## WHAT IS EXPECTED
Locate each line in the data below that contains the string "every" and copy those lines in full. Case matters, so match only that exact capitalization.

## PROVIDED DATA

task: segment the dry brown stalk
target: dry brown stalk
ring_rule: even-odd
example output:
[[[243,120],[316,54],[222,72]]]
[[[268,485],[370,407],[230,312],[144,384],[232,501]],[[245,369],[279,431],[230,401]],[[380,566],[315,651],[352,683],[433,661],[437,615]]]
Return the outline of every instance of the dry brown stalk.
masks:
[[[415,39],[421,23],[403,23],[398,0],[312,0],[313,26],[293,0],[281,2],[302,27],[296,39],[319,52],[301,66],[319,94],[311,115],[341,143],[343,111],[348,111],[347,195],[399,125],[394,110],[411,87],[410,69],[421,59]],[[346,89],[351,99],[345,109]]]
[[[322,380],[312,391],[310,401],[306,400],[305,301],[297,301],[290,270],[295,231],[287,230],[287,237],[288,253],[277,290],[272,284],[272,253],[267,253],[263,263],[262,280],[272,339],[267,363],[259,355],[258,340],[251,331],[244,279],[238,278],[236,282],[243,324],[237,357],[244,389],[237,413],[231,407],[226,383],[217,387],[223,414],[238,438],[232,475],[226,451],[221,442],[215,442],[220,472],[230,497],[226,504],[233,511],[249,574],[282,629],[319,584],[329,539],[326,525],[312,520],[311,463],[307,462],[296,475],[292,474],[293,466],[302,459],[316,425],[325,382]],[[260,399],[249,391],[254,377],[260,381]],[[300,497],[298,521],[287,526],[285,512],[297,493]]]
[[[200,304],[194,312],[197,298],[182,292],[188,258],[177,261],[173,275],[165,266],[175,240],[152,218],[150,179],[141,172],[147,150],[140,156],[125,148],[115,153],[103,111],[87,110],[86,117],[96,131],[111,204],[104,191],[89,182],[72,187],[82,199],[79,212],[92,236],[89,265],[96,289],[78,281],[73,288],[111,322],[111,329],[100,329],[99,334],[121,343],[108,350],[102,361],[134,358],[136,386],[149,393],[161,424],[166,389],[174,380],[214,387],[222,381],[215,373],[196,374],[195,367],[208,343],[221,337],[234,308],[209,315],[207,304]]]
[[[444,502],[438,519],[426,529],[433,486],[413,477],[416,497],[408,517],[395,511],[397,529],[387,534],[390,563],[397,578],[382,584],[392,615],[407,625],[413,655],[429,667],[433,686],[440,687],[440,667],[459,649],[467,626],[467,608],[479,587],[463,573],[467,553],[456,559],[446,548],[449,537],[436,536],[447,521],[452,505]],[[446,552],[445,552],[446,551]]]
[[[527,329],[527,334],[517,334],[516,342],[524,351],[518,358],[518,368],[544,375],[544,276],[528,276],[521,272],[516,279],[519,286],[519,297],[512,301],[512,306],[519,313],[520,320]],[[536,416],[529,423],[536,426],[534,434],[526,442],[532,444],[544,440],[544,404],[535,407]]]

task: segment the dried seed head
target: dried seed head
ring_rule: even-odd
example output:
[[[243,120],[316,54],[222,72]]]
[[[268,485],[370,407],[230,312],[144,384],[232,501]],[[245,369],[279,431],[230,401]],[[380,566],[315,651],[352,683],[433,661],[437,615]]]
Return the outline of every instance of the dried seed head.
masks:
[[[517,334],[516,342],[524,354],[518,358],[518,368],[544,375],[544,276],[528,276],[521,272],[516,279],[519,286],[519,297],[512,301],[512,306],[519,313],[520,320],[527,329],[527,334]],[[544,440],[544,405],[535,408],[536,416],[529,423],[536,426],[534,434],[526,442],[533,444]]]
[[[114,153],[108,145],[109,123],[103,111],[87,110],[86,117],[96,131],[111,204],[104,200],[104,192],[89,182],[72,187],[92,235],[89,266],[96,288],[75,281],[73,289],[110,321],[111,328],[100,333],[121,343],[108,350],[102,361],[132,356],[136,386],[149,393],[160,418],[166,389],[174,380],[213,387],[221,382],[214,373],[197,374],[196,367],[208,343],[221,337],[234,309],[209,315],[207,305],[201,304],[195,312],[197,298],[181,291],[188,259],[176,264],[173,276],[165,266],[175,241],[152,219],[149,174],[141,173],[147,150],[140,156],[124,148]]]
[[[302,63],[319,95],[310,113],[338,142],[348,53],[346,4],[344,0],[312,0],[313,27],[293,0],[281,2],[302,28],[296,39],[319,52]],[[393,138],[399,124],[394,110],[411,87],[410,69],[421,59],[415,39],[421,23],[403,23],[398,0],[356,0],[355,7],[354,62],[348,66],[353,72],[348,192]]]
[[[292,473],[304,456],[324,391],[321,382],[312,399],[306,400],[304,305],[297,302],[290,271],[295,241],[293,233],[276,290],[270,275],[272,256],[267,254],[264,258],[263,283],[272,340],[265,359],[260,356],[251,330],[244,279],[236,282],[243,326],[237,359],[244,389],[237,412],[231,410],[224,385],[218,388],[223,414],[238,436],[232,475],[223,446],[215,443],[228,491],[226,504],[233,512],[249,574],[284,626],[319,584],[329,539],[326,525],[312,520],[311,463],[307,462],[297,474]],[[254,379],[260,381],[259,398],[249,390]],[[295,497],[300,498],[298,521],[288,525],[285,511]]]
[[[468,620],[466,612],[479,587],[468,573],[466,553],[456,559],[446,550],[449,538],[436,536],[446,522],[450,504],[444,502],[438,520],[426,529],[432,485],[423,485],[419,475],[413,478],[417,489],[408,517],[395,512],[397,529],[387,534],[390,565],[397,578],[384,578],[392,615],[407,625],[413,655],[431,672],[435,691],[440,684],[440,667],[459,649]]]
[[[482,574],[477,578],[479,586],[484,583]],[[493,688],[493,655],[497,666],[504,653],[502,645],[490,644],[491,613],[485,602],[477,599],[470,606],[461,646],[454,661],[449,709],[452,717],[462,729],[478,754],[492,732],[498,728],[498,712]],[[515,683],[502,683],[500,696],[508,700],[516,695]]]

## RESULT OF THE TASK
Return the outline of every instance of the dry brown stalk.
Return the outline of every instance of the dried seed head.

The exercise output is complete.